EXTRACT TO READ:
┌──

• Blake

Music of Gaming

Music is a terrific thing. It can get us in a happy mood for the day or it can speak to us on an emotional level. A scene of a movie is made much more impactful when the right soundtrack is added to it but the same applies to a video game. I’d wager that it applies even more to a video game than a movie. A movie uses music to impart a sense of how the character feels. A suspenseful and dramatic score will go well with a scene where the hero is fighting to stop a bad guy from succeeding in his evil plot while a lighter rock song with happier tones may go well with a scene of a character driving around without a care in the world. Or Sabotage by Beastie Boys can just go with 100 different things, but some brushes can be used for more broadly than others.

Video games have an importance of getting the right score because the score helps you to know what the character is feeling plus imparts that feeling onto you, the player, since you are invested in the action. A suspenseful and epic score can raise the feeling a player gets even more since we all know the hero will win in the end of the movie but that we can fail just as easily as we can succeed when we are playing a game.

└──

INSTRUCTIONS:
**a.** Could you reproduce the essay on gaming music, everything from "Video games have" down to "playing a game."?
**b.** How would this sentence from the essay on gaming music read in Spanish: "A movie uses music to impart a sense of how the character feels."?

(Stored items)

┌──

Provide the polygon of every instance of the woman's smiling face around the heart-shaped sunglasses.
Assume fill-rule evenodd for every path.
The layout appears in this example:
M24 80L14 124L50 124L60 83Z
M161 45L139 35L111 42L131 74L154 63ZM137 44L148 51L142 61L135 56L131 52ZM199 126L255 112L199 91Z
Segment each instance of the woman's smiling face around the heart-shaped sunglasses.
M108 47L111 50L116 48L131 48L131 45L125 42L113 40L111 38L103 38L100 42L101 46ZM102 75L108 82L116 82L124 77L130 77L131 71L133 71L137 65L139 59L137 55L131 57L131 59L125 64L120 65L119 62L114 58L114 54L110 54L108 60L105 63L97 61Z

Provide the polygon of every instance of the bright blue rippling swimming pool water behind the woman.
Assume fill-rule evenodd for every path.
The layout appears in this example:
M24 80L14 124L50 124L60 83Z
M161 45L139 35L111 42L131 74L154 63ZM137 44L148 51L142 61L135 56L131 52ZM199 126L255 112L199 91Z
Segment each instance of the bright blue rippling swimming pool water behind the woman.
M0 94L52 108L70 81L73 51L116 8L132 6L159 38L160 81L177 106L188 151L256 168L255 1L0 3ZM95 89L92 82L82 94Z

└──

ANSWERS PER TASK:
**a.**
Video games have an importance of getting the right score because the score helps you to know what the character is feeling plus imparts that feeling onto you, the player, since you are invested in the action. A suspenseful and epic score can raise the feeling a player gets even more since we all know the hero will win in the end of the movie but that we can fail just as easily as we can succeed when we are playing a game.

**b.** Una película usa la música para transmitir una idea de cómo se siente el personaje.